Science for citizens

The Chips Can’t Communicate

The chips won’t be able to report any of their findings back to whatever thing sent them out. It will turn out that if the chips can’t send reports out, they also cannot get commands in. There will be no messages sent in either direction
— there is no communication.

What has to happen for a message to be sent out? The chip must first have something to report, and some way to send it. The chip has so little memory it doesn’t have enough room to store an encryption algorithm so it can’t encrypt the message. Any signal it sends out will have to be in clear text. That means, in turn, that if anyone gets suspicious and tries to find any signals coming from a vaccinated person, the signal would be found and would be instantly readable. The investigator would know a signal was there and know at once what was being sent. This would provide a clue as to who the recipient of the signal (the GWF) was.

It’s instructive to figure out how long the chips survive in the body. The answer is 4 days if the chip doesn’t try to move itself, and 28 days if it can force itself to the surface of the skin.

The chip is about 10nm, as we’ve seen. That makes it the perfect size for the local white blood cell to view as an intruder, and thus ripe for seizing and carrying off to the intestines for expulsion in 3-4 days. That is unless it’s the conspiracy theorist’s position that the chip migrates to the surface of the skin. But the skin replaces itself every 28 days or so, assuming the chip isn’t washed away earlier.

**Work instruction 1:**
Answer these from the passage about the chips:
(a) How many days does a chip last in the body if it doesn't try to move itself?
(b) Why can't a chip encrypt its message?
(c) About how often does the skin replace itself?
**Work instruction 2:**
Write out the passage about the chips, starting at the words "What has to" and stopping after "itself to the surface of the skin.". Substitute "researcher" for "investigator".
**Work instruction 3:**
Carry on the passage about the chips from its last sentence.

**Supplied material:**
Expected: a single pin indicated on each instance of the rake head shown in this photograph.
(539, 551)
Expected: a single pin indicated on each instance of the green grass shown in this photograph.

**Reply 1:**
(a) 4 days.
(b) It has so little memory that it lacks room to store an encryption algorithm.
(c) Every 28 days or so.

**Reply 2:**
What has to happen for a message to be sent out? The chip must first have something to report, and some way to send it. The chip has so little memory it doesn’t have enough room to store an encryption algorithm so it can’t encrypt the message. Any signal it sends out will have to be in clear text. That means, in turn, that if anyone gets suspicious and tries to find any signals coming from a vaccinated person, the signal would be found and would be instantly readable. The researcher would know a signal was there and know at once what was being sent. This would provide a clue as to who the recipient of the signal (the GWF) was.

It’s instructive to figure out how long the chips survive in the body. The answer is 4 days if the chip doesn’t try to move itself, and 28 days if it can force itself to the surface of the skin.

**Reply 3:**
How would the chip send (monitor)/ receive (control) messages? It has to use some electromagnetic wave to do it.

What frequency could it use?

There has to be a receiver network to monitor the patients, or a transmitter to control the patients. The receiver network would be much too intrusive to keep secret, and much too expensive to build or maintain. The transmitter would be broadcasting an unencrypted signal that any interested party would find and read — ruining the secret.

What could the messages to or from the patient be about? With only 2 bytes of memory to work with, the message can’t be about much.

The chip can’t report anything it has detected, and it can’t receive any orders
from outside. Too many receivers are required, they cost way too much and take too many people to install, and too many other people to match up chip the ID to the patient. Even if all of those obstacles are overcome the signal only lasts for, at most, 28 days.